__TASK__.
The whole listing is to be restated, character for character.
"""
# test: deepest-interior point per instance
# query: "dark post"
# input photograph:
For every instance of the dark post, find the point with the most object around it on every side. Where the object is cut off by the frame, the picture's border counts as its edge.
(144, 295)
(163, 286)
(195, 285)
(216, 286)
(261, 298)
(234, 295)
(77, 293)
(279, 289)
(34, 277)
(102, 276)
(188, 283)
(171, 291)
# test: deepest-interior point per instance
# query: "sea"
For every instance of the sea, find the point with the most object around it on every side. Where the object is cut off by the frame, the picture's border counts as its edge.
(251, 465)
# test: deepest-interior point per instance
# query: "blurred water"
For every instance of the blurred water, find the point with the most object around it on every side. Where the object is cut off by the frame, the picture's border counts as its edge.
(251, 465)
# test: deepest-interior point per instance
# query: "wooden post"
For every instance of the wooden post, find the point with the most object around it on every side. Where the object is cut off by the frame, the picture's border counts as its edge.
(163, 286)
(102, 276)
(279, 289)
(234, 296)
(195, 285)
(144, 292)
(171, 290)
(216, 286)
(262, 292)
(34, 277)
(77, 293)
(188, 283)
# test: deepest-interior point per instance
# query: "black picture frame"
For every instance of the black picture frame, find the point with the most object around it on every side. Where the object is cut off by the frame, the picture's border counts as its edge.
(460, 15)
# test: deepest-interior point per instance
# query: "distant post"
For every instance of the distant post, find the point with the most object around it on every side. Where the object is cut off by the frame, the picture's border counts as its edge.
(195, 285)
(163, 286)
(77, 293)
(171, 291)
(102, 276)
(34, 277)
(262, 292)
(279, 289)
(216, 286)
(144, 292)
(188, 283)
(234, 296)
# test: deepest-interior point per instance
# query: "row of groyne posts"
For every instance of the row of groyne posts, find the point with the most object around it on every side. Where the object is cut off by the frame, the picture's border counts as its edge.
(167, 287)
"""
__WORKED SOLUTION__.
# test: deepest-interior point per instance
# query: "dark post"
# input photograph:
For every instance of the dark post, find the point with the most object around it on every side. Where the object is cut off by the frame, the picture's border counts as its edge.
(144, 295)
(163, 286)
(195, 285)
(216, 286)
(261, 298)
(234, 295)
(77, 293)
(279, 289)
(34, 277)
(102, 276)
(188, 283)
(171, 291)
# test: deepest-interior point per instance
# query: "sea"
For every instance of the sea, find the point with the most object around it on every side. Where the object is cut off by the frame, the picture's border counts as its edge.
(251, 465)
# test: deepest-interior point per instance
# query: "blurred water"
For every instance of the blurred water, find the point with the most object around it on every side. Where the object is cut off by the frame, the picture's border counts as its edge.
(251, 465)
# test: deepest-interior point per instance
# query: "wooden post"
For every instance of the wooden post, find the point with the most object around it on every side. Where the object is cut off by the frame, the picture's border counts as its edge.
(163, 286)
(102, 276)
(279, 289)
(234, 296)
(195, 285)
(144, 292)
(171, 290)
(216, 286)
(262, 292)
(34, 277)
(77, 293)
(188, 283)
# test: deepest-interior point per instance
# query: "black picture frame"
For every instance of the black picture frame, find the point with the most object around it on every side. Where the object is cut off by the frame, the picture's border counts as its edge.
(460, 15)
# test: deepest-interior point per instance
# query: "distant post"
For every instance of the distant post, find the point with the most object around it on every side. Where the object is cut off by the frame, the picture's border counts as its edge.
(195, 285)
(163, 286)
(77, 293)
(171, 291)
(102, 276)
(34, 277)
(262, 292)
(279, 289)
(216, 286)
(144, 292)
(188, 283)
(234, 296)
# test: deepest-interior point per instance
# query: "row of groyne posts"
For every instance of the row of groyne posts, find the point with the most object around it on every side. Where the object is cut off by the frame, the picture's border counts as its edge.
(167, 287)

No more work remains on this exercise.